[已保存条目]
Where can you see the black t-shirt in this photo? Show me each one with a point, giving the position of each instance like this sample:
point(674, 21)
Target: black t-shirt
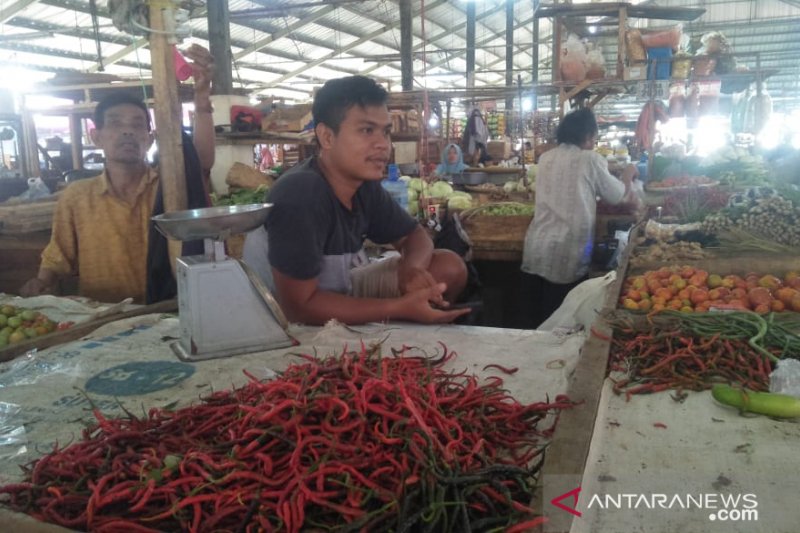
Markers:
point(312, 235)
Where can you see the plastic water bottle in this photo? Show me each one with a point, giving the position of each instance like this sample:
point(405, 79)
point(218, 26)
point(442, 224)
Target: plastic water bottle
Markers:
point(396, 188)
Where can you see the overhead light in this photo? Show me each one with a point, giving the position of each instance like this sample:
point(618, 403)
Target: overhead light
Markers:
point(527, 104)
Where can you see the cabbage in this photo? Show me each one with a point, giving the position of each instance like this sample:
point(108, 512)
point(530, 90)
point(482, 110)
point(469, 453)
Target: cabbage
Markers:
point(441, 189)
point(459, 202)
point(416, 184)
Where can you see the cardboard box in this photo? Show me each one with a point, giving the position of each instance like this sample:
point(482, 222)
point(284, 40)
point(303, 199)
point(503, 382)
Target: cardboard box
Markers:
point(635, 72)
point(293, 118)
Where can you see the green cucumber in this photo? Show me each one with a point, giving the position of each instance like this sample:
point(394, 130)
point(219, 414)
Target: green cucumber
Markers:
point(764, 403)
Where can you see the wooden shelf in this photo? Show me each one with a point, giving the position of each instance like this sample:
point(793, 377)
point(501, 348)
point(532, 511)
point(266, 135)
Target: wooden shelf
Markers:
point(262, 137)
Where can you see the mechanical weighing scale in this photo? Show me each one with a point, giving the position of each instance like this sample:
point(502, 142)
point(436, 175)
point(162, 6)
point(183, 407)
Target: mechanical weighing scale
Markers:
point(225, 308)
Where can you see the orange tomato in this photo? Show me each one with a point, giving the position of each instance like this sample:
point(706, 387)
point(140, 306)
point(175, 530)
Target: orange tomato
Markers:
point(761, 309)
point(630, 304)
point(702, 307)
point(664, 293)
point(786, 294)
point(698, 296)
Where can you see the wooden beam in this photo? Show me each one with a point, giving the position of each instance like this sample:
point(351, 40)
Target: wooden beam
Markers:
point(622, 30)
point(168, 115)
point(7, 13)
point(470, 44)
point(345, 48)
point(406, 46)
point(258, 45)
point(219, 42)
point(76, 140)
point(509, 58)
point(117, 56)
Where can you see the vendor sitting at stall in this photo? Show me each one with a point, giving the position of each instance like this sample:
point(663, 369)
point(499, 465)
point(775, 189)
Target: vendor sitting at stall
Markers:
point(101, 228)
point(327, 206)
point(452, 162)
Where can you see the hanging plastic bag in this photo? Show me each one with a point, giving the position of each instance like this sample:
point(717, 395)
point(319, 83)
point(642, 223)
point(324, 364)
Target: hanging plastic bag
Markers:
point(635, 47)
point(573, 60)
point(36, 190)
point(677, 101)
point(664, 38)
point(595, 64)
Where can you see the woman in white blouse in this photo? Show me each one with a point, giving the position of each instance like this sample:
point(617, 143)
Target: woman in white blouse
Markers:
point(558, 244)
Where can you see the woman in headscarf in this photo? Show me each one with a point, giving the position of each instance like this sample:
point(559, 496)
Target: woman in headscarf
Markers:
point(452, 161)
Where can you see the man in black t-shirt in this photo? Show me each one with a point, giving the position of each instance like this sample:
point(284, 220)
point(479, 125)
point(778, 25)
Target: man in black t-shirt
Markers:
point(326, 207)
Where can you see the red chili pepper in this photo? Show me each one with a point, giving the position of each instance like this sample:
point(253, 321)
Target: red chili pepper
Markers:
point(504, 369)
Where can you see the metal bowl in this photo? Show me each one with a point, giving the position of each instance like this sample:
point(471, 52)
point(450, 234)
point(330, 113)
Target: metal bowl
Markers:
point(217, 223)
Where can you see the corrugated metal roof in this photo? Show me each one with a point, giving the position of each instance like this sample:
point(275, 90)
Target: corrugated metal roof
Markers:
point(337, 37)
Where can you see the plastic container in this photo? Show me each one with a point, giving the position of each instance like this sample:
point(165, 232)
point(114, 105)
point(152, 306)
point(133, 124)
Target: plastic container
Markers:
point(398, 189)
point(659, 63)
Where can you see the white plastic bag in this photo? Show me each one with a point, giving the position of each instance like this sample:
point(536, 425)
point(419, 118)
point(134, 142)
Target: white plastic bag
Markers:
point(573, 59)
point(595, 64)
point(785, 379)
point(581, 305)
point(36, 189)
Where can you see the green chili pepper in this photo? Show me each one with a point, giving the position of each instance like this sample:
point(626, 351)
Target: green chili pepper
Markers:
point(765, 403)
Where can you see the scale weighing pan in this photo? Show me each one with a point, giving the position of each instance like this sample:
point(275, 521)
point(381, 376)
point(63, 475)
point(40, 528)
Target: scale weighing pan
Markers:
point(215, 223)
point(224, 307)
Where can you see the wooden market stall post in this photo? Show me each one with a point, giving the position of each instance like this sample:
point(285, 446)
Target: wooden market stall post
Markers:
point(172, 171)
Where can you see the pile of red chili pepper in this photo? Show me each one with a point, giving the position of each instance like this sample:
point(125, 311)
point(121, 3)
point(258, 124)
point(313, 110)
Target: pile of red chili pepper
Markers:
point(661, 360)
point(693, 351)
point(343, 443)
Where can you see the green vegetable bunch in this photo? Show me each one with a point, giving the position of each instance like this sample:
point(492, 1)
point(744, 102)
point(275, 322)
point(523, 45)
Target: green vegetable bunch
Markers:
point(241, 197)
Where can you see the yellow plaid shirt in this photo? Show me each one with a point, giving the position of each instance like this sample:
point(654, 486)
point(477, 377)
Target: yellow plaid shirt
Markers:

### 任务说明
请把上面所有条目中的“Markers”替换为“Points”，其余内容一字不改地重新写出这些行，答案中不要包含图片。

### 正确答案
Where can you see the black t-shirt in this photo? Show me each one with a point, giving the position of each instance like this sample:
point(674, 21)
Target: black t-shirt
Points:
point(312, 235)
Where can you see the plastic water bottle in this photo? Show me each one with a point, giving the position of each instance like this sample:
point(405, 79)
point(218, 26)
point(442, 224)
Target: plastic water bottle
Points:
point(396, 188)
Where can you see the overhead light in this photo? Show me each one with a point, giving the position of each instance like this sample:
point(618, 403)
Target: overhead light
Points:
point(527, 104)
Where can you see the cabbage in this photo? Show me each one with a point, giving the position of each instance like this sample:
point(108, 512)
point(530, 90)
point(482, 110)
point(469, 453)
Target: cabbage
Points:
point(441, 189)
point(459, 202)
point(416, 184)
Where can you see the cardboard box in this photo? Show me each one with a point, giving the position of each instance like this sample:
point(482, 222)
point(284, 40)
point(303, 199)
point(503, 382)
Target: cardboard box
Points:
point(635, 72)
point(293, 118)
Where can you see the green cucumber in this photo? Show me each one with a point, giving the position of each instance like this sample:
point(394, 130)
point(219, 414)
Target: green cucumber
Points:
point(764, 403)
Where can you see the wooden shelf in this photo? Show me each one with a point, giving the position of each instance like this sample:
point(793, 377)
point(501, 348)
point(532, 511)
point(266, 135)
Target: wooden shelf
Points:
point(262, 137)
Where can you see the mechanical weighing scale in this photo? Show me each one with a point, giving the position of each instance like this sample:
point(502, 142)
point(436, 175)
point(162, 6)
point(183, 407)
Target: mechanical weighing scale
Points:
point(225, 308)
Where can you see the orange tomato in this photo? Show me each one with a point, giving the position of each instance like this sample:
point(706, 387)
point(140, 306)
point(175, 530)
Target: orange tomato
Points:
point(761, 309)
point(630, 304)
point(702, 307)
point(664, 293)
point(786, 294)
point(698, 296)
Where can you see the wooden beam in this photo? Show me each one with a point, giving the position of each instance like this sample:
point(351, 40)
Target: wooden beam
Points:
point(622, 30)
point(168, 115)
point(7, 13)
point(470, 44)
point(345, 48)
point(406, 46)
point(258, 45)
point(219, 42)
point(76, 140)
point(509, 58)
point(117, 56)
Where can you see the vendor sitting at stall in this photo? Show me each one with a point, giving the position of each instance like this sample:
point(663, 369)
point(499, 465)
point(775, 189)
Target: vendor sitting at stall
Points:
point(101, 228)
point(327, 206)
point(452, 162)
Where can you see the hanging plastic bag in this photo? Show me each one with a point, giving the position of each instance like this sample:
point(717, 395)
point(319, 83)
point(642, 223)
point(324, 364)
Target: hanging plastic bag
Points:
point(635, 47)
point(573, 60)
point(36, 190)
point(677, 101)
point(664, 38)
point(595, 64)
Where can you see the woman in white blouse in this photo? Show me each one with a point, giving the position of each instance like this sample:
point(617, 143)
Target: woman in white blouse
Points:
point(558, 244)
Where can you see the woman in headscarf in this photo? Show me each one with a point, giving the position of each instance like this sample:
point(559, 496)
Target: woman in headscarf
Points:
point(452, 161)
Where can you see the man in black t-shirt in this photo? Show me each one with a point, giving the position of each instance like this sample:
point(284, 220)
point(479, 125)
point(778, 25)
Target: man in black t-shirt
Points:
point(326, 207)
Where can you see the red chili pepper in this photo? Show me each one with a point, giving the position of each instance like this sample:
point(253, 321)
Target: red chili pepper
Points:
point(504, 369)
Where can you see the metal bowl in this photo? Show me each one with a point, giving the position of each instance like this sample:
point(471, 52)
point(450, 234)
point(330, 113)
Target: metal bowl
Points:
point(217, 223)
Where can you see the corrugated metal roof in this photo? Show me each one with a point, giving the position of each instance like this sample:
point(275, 90)
Target: corrugated metal roof
Points:
point(337, 37)
Where can you see the plastic container in this photo? Show me each one with a point, giving the position of each instance like this sample:
point(165, 232)
point(114, 105)
point(152, 306)
point(133, 124)
Target: plastic container
Points:
point(398, 189)
point(659, 63)
Where can you see the white plastic bag in this photo? Show me each one with a point, giving the position of each instance like this sample:
point(536, 425)
point(419, 118)
point(134, 142)
Target: white plastic bag
Points:
point(573, 59)
point(595, 64)
point(785, 379)
point(581, 305)
point(36, 189)
Where can you see the green chili pepper in this photo? Show me each one with a point, giving the position of each instance like this sample:
point(626, 351)
Target: green chili pepper
Points:
point(765, 403)
Where can you see the scale weighing pan in this photo? Show me each one with a point, giving the position of each instance like this sample:
point(275, 521)
point(381, 376)
point(63, 475)
point(40, 528)
Target: scale weighing pan
Points:
point(215, 223)
point(224, 307)
Where can you see the wooden market stall post in this photo? Show me each one with a point, giving the position of each instance like this sample:
point(285, 446)
Target: wooden market stall post
Points:
point(172, 171)
Where can you see the pile of red chili pepper in this photo? Show me each one with a point, giving the position of each instance like this sample:
point(125, 311)
point(121, 3)
point(258, 124)
point(313, 110)
Target: pile of red chili pepper
Points:
point(661, 360)
point(693, 351)
point(343, 443)
Where can you see the green vegetable bunch in this photo? Show me each one with a point, giving the position of each instance like this sample:
point(492, 1)
point(744, 102)
point(275, 322)
point(523, 45)
Target: green vegetable bunch
Points:
point(241, 197)
Where can you see the yellow plaid shirt in this photo? Show me each one with a point, giving the position of each instance like this sample:
point(654, 486)
point(477, 377)
Target: yellow plaid shirt
Points:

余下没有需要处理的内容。